PROBLEM TO SOLVE:
Check each line of the material below for "blonde", then copy the ones that contain it.
(Beginning of PROVIDED RECORDS)
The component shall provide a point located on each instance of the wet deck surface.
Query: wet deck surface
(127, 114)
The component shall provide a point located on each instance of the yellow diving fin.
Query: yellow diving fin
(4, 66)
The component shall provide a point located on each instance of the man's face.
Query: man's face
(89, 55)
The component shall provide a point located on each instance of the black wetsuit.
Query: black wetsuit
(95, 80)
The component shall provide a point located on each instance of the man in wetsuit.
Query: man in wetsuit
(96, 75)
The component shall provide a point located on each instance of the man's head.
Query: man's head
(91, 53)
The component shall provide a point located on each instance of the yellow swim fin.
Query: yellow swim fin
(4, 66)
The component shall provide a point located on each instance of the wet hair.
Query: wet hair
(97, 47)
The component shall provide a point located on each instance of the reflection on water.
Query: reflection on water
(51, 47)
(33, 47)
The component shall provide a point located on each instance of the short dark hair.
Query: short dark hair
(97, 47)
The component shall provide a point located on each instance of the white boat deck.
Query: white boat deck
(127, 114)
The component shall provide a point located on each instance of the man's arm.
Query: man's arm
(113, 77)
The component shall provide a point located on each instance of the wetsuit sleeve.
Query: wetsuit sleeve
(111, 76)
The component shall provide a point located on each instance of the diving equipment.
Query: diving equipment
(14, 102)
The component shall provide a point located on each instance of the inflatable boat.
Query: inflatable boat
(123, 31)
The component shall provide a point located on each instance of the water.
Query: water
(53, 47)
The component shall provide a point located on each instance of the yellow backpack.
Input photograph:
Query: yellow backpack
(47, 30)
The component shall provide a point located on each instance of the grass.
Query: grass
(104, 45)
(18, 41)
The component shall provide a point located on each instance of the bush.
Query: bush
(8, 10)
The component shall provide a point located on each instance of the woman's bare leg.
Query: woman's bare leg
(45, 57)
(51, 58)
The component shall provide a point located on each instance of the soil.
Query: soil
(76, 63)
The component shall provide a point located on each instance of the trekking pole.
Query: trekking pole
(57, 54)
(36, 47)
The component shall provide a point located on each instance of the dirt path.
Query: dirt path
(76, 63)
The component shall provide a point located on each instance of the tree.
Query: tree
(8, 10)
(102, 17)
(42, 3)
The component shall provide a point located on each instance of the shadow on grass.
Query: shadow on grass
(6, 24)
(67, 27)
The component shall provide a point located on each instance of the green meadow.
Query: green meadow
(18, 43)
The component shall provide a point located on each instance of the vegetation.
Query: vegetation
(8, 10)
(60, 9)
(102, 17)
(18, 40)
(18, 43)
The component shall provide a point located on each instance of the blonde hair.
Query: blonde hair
(End of PROVIDED RECORDS)
EXERCISE RESPONSE:
The component shall provide a point located on each instance of the blonde hair.
Query: blonde hair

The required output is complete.